It’s a noise, unpleasant environment. Again, I think I would rather pay for a game that puts a wall between most of these people and me.

Happy Hour – August 5

Monday morning I will be 28 years old, and undeniably in my late 20s. I’m always a bit troubled by how quickly time is passing, and how much I wanted, and still want, from life. At the same time, things are going great and I’m feeling far more optimistic about the future than I was a year ago.

So what will I do with these waning days of my mid-20s? I will let them wane as all the others did, with videogames, cooking, and books.  I’ve been loving A Game of Thrones the last couple days, even if it is torture watching tragically flawed characters walking around with targets painted on their backs.

But I like, and even draw comfort from, the way one of the book’s themes is that misfortuneis inevitable, and the heroes are those who confront that head-on. I do not mean that they overcome adversity. That’s often another false hope, another lie we tell ourself. I mean that they accept that the fates are cruel, and so characters like Tyrion or Ned Stark aim for something that cannot be taken by force or fate: self-mastery.

Whether this really serves those around you, or whether it is in some way a selfish indulgence, is another question.

Outside of that, I will be playing some EYE: Divine Cybermancy for review, and at some point I must sneak in a viewing of Life with Father. Aside from that, I’ll be trying to get my Lotus to stop flying off the track at Silverstone in F1 2010, and perhaps destroying some cars in Burnout: Paradise when F1 gets frustrating.

That Crazy Right Wing

My father just emailed me about the debt-ceiling agreement and I wrote back about some of the feelings I’ve had today. Since I went on a bit, I thought I would put my thoughts up here:

My rep voted no, but it’s hard to avoid feeling like this was theater. The Republicans and Democrats each let enough members of their caucus off the hook that they could cast a phony protest vote when the outcome was not in doubt. Republicans should have been forced to get a majority from their own caucus, so the Tea Party couldn’t indulge in any fiction about this deal not being what they want. And if they really were so extreme they couldn’t pass it by themselves, that should have been Obama’s cue to say, “I can’t reason with these people,” and go the 14th Amendment route.

──────

• **TASK INSTRUCTIONS**
Please reproduce the full passage above, on turning 28 and the debt-ceiling vote, word for word.

──────

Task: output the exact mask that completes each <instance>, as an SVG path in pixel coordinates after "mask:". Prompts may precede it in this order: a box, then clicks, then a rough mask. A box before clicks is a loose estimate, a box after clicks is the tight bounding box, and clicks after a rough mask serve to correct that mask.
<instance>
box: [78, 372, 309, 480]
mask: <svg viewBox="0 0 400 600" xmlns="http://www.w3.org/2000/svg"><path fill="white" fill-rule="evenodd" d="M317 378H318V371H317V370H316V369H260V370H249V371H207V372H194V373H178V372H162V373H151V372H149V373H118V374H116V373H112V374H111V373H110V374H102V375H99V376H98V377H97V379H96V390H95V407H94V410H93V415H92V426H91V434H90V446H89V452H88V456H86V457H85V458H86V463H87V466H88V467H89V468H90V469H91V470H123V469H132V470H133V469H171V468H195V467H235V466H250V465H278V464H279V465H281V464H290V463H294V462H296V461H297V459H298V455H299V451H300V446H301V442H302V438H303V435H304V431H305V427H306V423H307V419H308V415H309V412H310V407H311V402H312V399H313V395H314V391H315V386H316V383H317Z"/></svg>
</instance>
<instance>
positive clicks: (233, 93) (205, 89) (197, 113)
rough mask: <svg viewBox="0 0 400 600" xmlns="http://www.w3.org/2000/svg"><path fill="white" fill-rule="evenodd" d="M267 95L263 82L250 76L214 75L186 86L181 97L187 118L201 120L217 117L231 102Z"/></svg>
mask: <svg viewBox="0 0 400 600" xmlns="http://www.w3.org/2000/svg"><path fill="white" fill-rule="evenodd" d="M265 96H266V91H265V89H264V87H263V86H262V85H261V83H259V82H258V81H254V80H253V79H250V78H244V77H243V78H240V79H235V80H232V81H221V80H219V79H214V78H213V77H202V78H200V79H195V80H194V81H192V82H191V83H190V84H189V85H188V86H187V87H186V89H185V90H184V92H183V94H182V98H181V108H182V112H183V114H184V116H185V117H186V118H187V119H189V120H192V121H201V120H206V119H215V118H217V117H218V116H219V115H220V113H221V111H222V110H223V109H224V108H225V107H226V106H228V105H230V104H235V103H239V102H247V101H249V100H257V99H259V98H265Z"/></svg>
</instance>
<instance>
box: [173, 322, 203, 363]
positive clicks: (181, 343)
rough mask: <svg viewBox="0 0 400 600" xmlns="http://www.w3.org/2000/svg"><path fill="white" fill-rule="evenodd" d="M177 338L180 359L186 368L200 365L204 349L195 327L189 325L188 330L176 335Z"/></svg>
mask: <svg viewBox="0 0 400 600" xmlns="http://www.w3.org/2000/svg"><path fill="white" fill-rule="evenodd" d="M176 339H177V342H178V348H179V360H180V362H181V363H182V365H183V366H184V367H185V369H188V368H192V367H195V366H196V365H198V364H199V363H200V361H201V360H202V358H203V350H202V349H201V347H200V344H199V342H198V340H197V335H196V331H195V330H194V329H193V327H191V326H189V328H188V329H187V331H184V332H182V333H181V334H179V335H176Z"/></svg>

──────

• **SOLUTION**
It’s a noise, unpleasant environment. Again, I think I would rather pay for a game that puts a wall between most of these people and me.

Happy Hour – August 5

Monday morning I will be 28 years old, and undeniably in my late 20s. I’m always a bit troubled by how quickly time is passing, and how much I wanted, and still want, from life. At the same time, things are going great and I’m feeling far more optimistic about the future than I was a year ago.

So what will I do with these waning days of my mid-20s? I will let them wane as all the others did, with videogames, cooking, and books.  I’ve been loving A Game of Thrones the last couple days, even if it is torture watching tragically flawed characters walking around with targets painted on their backs.

But I like, and even draw comfort from, the way one of the book’s themes is that misfortuneis inevitable, and the heroes are those who confront that head-on. I do not mean that they overcome adversity. That’s often another false hope, another lie we tell ourself. I mean that they accept that the fates are cruel, and so characters like Tyrion or Ned Stark aim for something that cannot be taken by force or fate: self-mastery.

Whether this really serves those around you, or whether it is in some way a selfish indulgence, is another question.

Outside of that, I will be playing some EYE: Divine Cybermancy for review, and at some point I must sneak in a viewing of Life with Father. Aside from that, I’ll be trying to get my Lotus to stop flying off the track at Silverstone in F1 2010, and perhaps destroying some cars in Burnout: Paradise when F1 gets frustrating.

That Crazy Right Wing

My father just emailed me about the debt-ceiling agreement and I wrote back about some of the feelings I’ve had today. Since I went on a bit, I thought I would put my thoughts up here:

My rep voted no, but it’s hard to avoid feeling like this was theater. The Republicans and Democrats each let enough members of their caucus off the hook that they could cast a phony protest vote when the outcome was not in doubt. Republicans should have been forced to get a majority from their own caucus, so the Tea Party couldn’t indulge in any fiction about this deal not being what they want. And if they really were so extreme they couldn’t pass it by themselves, that should have been Obama’s cue to say, “I can’t reason with these people,” and go the 14th Amendment route.